### Raw data
++++++++++

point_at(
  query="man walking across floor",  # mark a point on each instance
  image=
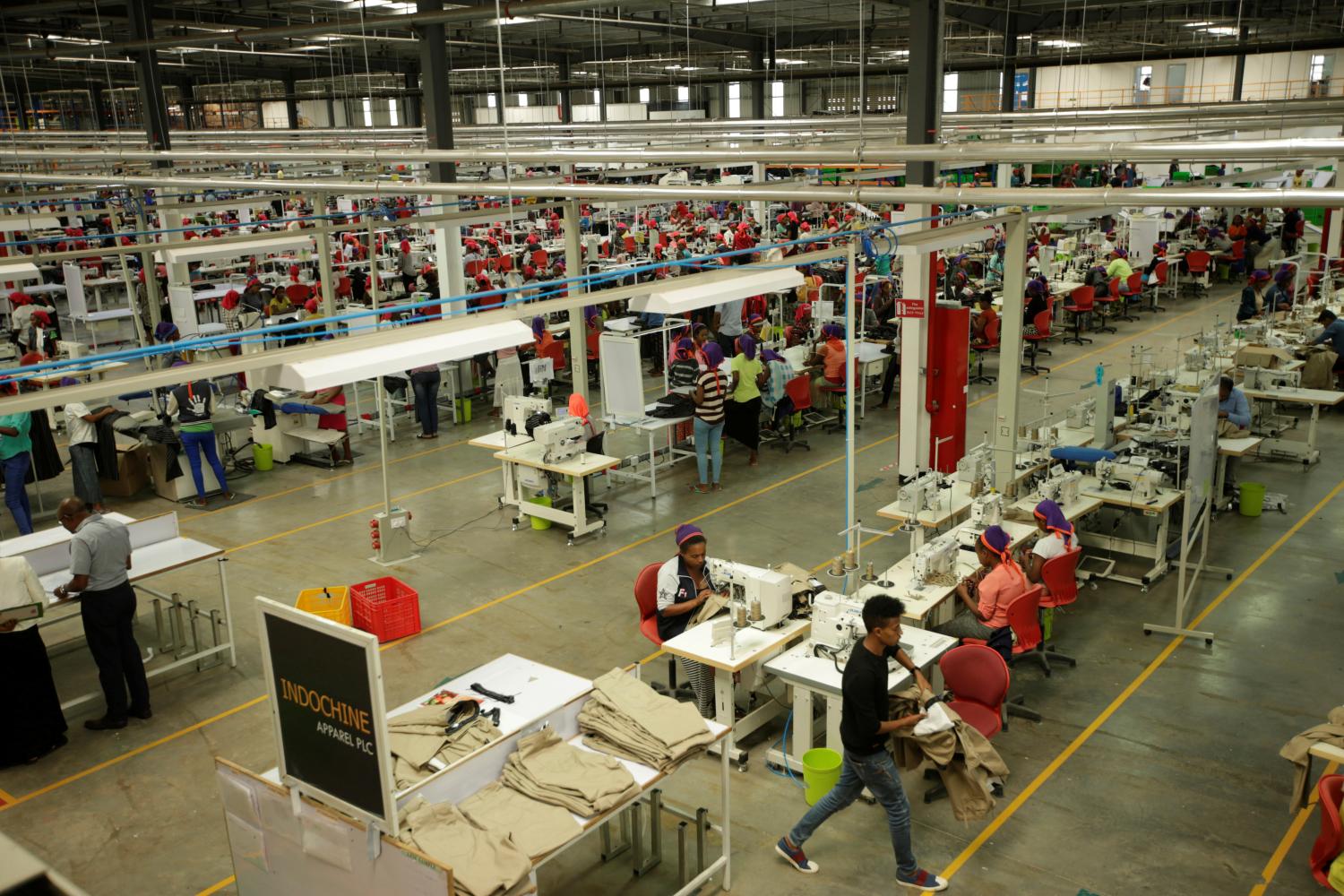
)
(865, 729)
(99, 556)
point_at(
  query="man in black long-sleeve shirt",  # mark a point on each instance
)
(865, 729)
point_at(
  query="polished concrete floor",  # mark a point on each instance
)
(1155, 770)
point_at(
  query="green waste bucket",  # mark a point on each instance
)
(538, 522)
(820, 772)
(1252, 498)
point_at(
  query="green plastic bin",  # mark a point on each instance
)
(1252, 498)
(538, 522)
(820, 772)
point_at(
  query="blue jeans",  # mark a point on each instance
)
(709, 447)
(425, 384)
(195, 444)
(879, 772)
(15, 495)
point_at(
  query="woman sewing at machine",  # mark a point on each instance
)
(986, 592)
(1056, 538)
(685, 586)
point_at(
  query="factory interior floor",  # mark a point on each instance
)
(1155, 770)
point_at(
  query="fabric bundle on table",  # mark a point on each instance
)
(626, 718)
(962, 756)
(554, 771)
(419, 737)
(532, 826)
(483, 863)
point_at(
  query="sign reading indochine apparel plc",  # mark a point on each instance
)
(325, 686)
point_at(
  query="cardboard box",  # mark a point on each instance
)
(1262, 357)
(132, 471)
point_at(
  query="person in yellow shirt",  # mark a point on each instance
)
(1118, 265)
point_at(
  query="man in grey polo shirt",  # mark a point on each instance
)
(99, 555)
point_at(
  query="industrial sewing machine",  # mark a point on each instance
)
(1140, 479)
(935, 557)
(561, 440)
(765, 594)
(919, 493)
(1061, 487)
(836, 622)
(518, 409)
(1265, 378)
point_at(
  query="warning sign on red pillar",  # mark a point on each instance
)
(909, 308)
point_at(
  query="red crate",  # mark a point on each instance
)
(387, 607)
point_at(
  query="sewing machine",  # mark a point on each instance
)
(919, 493)
(986, 511)
(1080, 414)
(836, 622)
(1263, 378)
(1142, 482)
(766, 594)
(978, 465)
(935, 556)
(519, 408)
(561, 440)
(1061, 487)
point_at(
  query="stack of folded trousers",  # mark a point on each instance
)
(626, 718)
(532, 826)
(419, 737)
(483, 863)
(553, 771)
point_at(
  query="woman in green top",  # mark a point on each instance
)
(749, 375)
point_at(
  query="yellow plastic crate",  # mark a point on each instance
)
(330, 603)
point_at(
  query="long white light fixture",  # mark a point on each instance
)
(203, 249)
(702, 290)
(339, 367)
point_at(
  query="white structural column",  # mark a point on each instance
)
(916, 282)
(578, 327)
(1010, 351)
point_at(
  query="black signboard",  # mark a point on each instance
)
(327, 702)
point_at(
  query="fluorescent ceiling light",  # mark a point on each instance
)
(702, 290)
(339, 368)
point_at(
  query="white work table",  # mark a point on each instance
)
(1306, 452)
(811, 676)
(530, 454)
(749, 646)
(650, 427)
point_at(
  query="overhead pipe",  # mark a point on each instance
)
(650, 194)
(1288, 148)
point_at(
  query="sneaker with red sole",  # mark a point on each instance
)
(795, 857)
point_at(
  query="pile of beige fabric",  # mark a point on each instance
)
(484, 863)
(962, 756)
(419, 740)
(626, 718)
(554, 771)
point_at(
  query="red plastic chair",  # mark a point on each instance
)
(800, 395)
(1330, 842)
(1083, 304)
(1043, 332)
(978, 678)
(1059, 576)
(980, 349)
(647, 597)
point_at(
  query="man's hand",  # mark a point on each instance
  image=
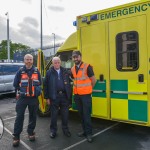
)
(48, 101)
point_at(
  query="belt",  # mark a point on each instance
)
(61, 92)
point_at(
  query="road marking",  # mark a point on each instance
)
(13, 117)
(23, 143)
(67, 148)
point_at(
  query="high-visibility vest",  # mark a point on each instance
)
(28, 84)
(82, 83)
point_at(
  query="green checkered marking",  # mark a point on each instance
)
(119, 85)
(99, 86)
(137, 110)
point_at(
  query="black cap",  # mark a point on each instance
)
(76, 53)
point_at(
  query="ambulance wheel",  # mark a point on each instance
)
(43, 114)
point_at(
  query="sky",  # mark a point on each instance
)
(58, 17)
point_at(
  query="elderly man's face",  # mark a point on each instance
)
(56, 64)
(28, 60)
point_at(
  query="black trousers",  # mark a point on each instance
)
(84, 105)
(61, 103)
(21, 105)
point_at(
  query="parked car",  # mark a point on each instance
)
(7, 74)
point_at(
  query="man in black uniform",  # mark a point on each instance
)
(27, 84)
(57, 91)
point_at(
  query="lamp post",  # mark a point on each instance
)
(41, 28)
(54, 42)
(8, 44)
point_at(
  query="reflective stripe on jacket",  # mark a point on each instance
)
(82, 83)
(28, 84)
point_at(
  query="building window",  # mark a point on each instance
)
(127, 51)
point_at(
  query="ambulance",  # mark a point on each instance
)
(116, 42)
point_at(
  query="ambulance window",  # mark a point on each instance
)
(127, 51)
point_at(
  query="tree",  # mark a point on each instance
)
(14, 47)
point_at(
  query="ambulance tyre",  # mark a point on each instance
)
(45, 114)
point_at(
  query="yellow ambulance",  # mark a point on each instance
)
(116, 42)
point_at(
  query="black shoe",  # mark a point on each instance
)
(16, 141)
(52, 135)
(81, 134)
(67, 133)
(89, 138)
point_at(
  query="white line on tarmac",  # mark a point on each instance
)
(67, 148)
(23, 143)
(13, 117)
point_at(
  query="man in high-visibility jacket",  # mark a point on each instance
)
(84, 81)
(27, 84)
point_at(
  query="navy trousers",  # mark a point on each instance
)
(21, 105)
(60, 103)
(84, 105)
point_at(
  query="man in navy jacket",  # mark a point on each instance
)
(58, 93)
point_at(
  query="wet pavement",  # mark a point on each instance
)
(108, 135)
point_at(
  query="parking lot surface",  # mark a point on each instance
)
(107, 135)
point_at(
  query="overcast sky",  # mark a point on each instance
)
(58, 17)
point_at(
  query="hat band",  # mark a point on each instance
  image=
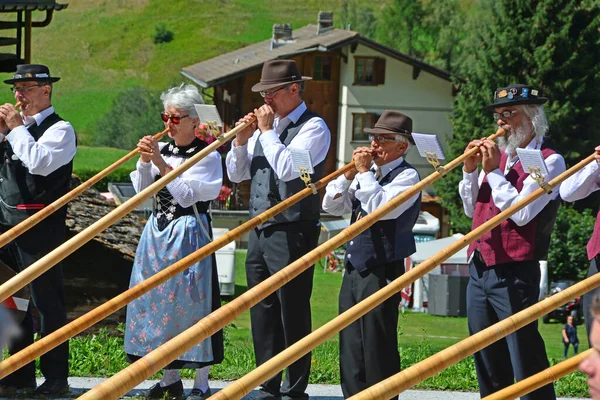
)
(392, 128)
(280, 80)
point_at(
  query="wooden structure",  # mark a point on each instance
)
(17, 32)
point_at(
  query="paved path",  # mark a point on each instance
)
(316, 392)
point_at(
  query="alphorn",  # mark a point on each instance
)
(63, 334)
(129, 377)
(542, 378)
(453, 354)
(62, 251)
(57, 204)
(248, 382)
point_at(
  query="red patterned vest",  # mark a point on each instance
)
(594, 243)
(509, 242)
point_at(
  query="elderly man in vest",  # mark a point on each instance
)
(369, 346)
(579, 186)
(264, 155)
(504, 263)
(36, 161)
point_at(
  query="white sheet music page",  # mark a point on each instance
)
(301, 158)
(428, 143)
(532, 158)
(208, 113)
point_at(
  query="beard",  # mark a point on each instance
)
(513, 142)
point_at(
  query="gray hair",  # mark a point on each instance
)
(183, 97)
(537, 116)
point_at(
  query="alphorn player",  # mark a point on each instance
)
(263, 153)
(178, 226)
(591, 364)
(579, 186)
(504, 263)
(36, 162)
(369, 346)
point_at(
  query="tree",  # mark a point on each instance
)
(134, 114)
(567, 257)
(550, 44)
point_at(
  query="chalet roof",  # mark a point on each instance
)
(228, 66)
(31, 5)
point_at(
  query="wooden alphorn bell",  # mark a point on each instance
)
(453, 354)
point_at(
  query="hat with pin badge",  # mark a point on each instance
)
(515, 95)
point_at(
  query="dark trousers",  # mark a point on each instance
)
(46, 295)
(284, 317)
(496, 293)
(588, 298)
(566, 349)
(369, 346)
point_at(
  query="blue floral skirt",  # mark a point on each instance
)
(176, 305)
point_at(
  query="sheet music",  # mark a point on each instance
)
(428, 143)
(532, 158)
(208, 113)
(301, 158)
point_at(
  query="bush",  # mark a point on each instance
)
(162, 34)
(567, 257)
(134, 113)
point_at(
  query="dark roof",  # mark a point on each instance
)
(238, 62)
(31, 5)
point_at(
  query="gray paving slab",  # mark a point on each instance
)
(316, 392)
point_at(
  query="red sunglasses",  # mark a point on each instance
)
(175, 119)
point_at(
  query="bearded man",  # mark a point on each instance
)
(504, 263)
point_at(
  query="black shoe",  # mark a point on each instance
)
(9, 387)
(52, 387)
(197, 394)
(174, 390)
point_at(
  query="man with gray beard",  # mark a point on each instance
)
(504, 263)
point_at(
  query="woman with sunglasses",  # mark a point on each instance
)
(178, 226)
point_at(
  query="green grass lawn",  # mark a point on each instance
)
(420, 336)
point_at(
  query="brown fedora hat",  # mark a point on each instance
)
(393, 122)
(279, 72)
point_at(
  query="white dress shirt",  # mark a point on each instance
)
(340, 192)
(55, 148)
(202, 182)
(582, 183)
(504, 194)
(313, 136)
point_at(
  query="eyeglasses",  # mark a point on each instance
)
(505, 114)
(271, 93)
(175, 119)
(23, 89)
(382, 139)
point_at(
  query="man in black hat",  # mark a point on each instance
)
(36, 161)
(504, 263)
(369, 346)
(285, 125)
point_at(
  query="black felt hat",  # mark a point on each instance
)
(279, 72)
(32, 72)
(393, 122)
(516, 94)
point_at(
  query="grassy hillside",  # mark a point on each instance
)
(99, 47)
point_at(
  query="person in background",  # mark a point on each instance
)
(178, 226)
(569, 336)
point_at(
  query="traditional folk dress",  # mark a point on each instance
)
(178, 226)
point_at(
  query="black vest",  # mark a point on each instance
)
(22, 194)
(386, 240)
(267, 190)
(166, 208)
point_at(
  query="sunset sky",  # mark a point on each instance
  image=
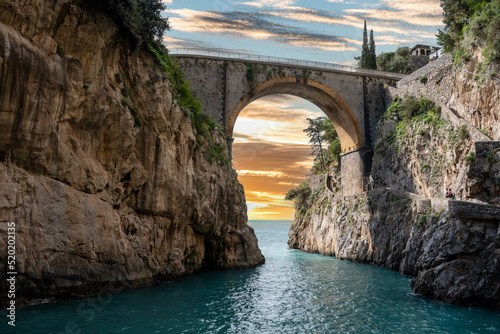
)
(271, 152)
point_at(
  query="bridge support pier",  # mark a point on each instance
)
(353, 167)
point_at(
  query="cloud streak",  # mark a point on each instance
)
(254, 26)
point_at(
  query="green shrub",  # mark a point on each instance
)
(299, 195)
(140, 21)
(471, 159)
(463, 133)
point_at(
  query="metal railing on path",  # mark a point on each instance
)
(283, 61)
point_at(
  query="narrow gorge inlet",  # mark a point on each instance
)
(249, 167)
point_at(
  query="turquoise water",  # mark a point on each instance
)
(293, 292)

++++++++++

### What to produce
Pick out every line in the records above that contains the word "navy", and copy each one.

### Task answer
  query="navy trousers",  # mark a point on each instance
  query="man in navy jacket",  # mark a point on each instance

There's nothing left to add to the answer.